Detection examples
** START **

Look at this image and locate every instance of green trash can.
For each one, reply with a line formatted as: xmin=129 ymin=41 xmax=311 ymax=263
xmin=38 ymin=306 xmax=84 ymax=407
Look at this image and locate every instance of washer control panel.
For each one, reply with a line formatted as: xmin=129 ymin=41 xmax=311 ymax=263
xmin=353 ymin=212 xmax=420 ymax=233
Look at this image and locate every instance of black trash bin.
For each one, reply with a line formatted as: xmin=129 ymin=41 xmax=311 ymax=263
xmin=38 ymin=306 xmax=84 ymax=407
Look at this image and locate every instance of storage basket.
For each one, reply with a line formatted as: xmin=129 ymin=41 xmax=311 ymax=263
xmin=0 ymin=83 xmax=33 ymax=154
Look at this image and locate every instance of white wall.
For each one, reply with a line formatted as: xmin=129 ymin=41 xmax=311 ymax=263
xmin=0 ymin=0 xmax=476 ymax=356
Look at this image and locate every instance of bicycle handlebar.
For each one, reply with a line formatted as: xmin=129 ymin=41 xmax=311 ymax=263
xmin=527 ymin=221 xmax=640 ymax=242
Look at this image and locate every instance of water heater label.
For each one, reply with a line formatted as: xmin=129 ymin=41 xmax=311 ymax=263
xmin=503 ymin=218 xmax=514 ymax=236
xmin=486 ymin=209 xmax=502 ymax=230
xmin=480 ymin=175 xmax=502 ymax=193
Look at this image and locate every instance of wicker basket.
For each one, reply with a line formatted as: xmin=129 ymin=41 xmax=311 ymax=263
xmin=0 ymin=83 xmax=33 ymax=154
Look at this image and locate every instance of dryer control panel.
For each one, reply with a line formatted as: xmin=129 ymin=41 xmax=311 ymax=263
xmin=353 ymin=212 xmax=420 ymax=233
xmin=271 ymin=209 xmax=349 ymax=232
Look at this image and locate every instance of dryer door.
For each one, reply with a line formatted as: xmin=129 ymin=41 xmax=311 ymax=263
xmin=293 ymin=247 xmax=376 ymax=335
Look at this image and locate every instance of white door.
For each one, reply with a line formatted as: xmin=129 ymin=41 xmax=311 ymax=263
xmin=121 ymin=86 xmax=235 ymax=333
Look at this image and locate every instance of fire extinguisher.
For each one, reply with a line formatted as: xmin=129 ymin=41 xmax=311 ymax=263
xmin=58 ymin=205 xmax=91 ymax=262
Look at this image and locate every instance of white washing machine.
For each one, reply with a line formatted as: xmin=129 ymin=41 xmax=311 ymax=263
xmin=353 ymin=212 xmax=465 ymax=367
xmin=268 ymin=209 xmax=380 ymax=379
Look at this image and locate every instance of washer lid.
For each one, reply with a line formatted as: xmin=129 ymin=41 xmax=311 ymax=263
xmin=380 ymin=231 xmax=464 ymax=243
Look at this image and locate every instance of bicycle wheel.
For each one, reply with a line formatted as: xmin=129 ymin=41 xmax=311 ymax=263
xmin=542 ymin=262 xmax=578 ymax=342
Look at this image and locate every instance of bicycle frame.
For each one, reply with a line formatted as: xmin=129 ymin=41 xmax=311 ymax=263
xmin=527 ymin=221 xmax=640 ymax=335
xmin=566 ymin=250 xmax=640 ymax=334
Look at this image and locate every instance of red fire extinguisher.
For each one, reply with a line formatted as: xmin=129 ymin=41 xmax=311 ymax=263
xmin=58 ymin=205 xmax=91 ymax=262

** END **

**SET PROBLEM:** Arrange the entries above as a two-column CSV with the header instruction,boxes, one row per entry. Put each entry's text in one quoted field and its answer in another, and replace any line breaks with spaces.

**SOLUTION TO THIS EXERCISE:**
instruction,boxes
"Look at this image and locate every instance of green trash can. For each one, reply with a line formatted as: xmin=129 ymin=41 xmax=311 ymax=263","xmin=38 ymin=306 xmax=84 ymax=407"
"Look at this image and locate every instance of washer control panel. For each one, reply with a line formatted as: xmin=129 ymin=41 xmax=311 ymax=263","xmin=353 ymin=212 xmax=420 ymax=233"
"Look at this image and locate every instance of black trash bin. For each one, reply with a line formatted as: xmin=129 ymin=41 xmax=311 ymax=263","xmin=38 ymin=306 xmax=84 ymax=407"
"Look at this image and locate every instance of storage basket. For each one, reply with a line formatted as: xmin=129 ymin=41 xmax=311 ymax=263","xmin=0 ymin=83 xmax=33 ymax=154"
"Look at this image and locate every instance of white wall. For each one, reply with a line formatted as: xmin=129 ymin=41 xmax=311 ymax=263","xmin=0 ymin=0 xmax=476 ymax=356"
"Look at this image and locate every instance of bicycle handlebar. For each one, reply with a line formatted as: xmin=129 ymin=41 xmax=311 ymax=263","xmin=527 ymin=221 xmax=640 ymax=242"
"Look at this image and locate every instance of water heater label. For each one, reply with a line formatted as: xmin=129 ymin=41 xmax=311 ymax=263","xmin=503 ymin=218 xmax=514 ymax=236 xmin=486 ymin=209 xmax=502 ymax=230 xmin=480 ymin=175 xmax=502 ymax=193"
"Look at this image and locate every instance of wicker basket. For each one, reply with a line formatted as: xmin=129 ymin=41 xmax=311 ymax=263","xmin=0 ymin=83 xmax=33 ymax=154"
"Look at this image and locate every instance of dryer control panel. For each one, reply with a line formatted as: xmin=129 ymin=41 xmax=311 ymax=263","xmin=353 ymin=212 xmax=420 ymax=233 xmin=271 ymin=209 xmax=349 ymax=232"
"Look at this image and locate every instance of dryer door. For each one, reply with a line formatted as: xmin=129 ymin=41 xmax=311 ymax=263","xmin=293 ymin=247 xmax=376 ymax=335"
"Look at this image and locate every instance of white door. For each one, reply with a line formatted as: xmin=129 ymin=41 xmax=311 ymax=263","xmin=121 ymin=86 xmax=235 ymax=333"
"Look at this image and locate every instance of fire extinguisher. For each one, reply with a line formatted as: xmin=129 ymin=41 xmax=311 ymax=263","xmin=58 ymin=205 xmax=91 ymax=262"
"Look at this image and locate every instance of white washing machine. For each one, reply with a line formatted as: xmin=129 ymin=41 xmax=311 ymax=263","xmin=353 ymin=212 xmax=465 ymax=367 xmin=268 ymin=209 xmax=380 ymax=379"
"Look at this image and locate every instance of washer lid. For each one, reply with a line formatted as: xmin=129 ymin=41 xmax=311 ymax=263","xmin=380 ymin=231 xmax=464 ymax=243"
"Look at this image and locate every instance of bicycle wheel. For each one, reply with a line formatted as: xmin=129 ymin=41 xmax=311 ymax=263","xmin=542 ymin=262 xmax=578 ymax=342"
"Look at this image and locate every instance of bicycle frame. For each one, reply with a line formatted as: xmin=129 ymin=41 xmax=311 ymax=263","xmin=527 ymin=221 xmax=640 ymax=335 xmin=566 ymin=250 xmax=640 ymax=334"
"Look at this image and locate every instance of red fire extinguisher. For each one, reply with a line formatted as: xmin=129 ymin=41 xmax=311 ymax=263","xmin=58 ymin=205 xmax=91 ymax=262"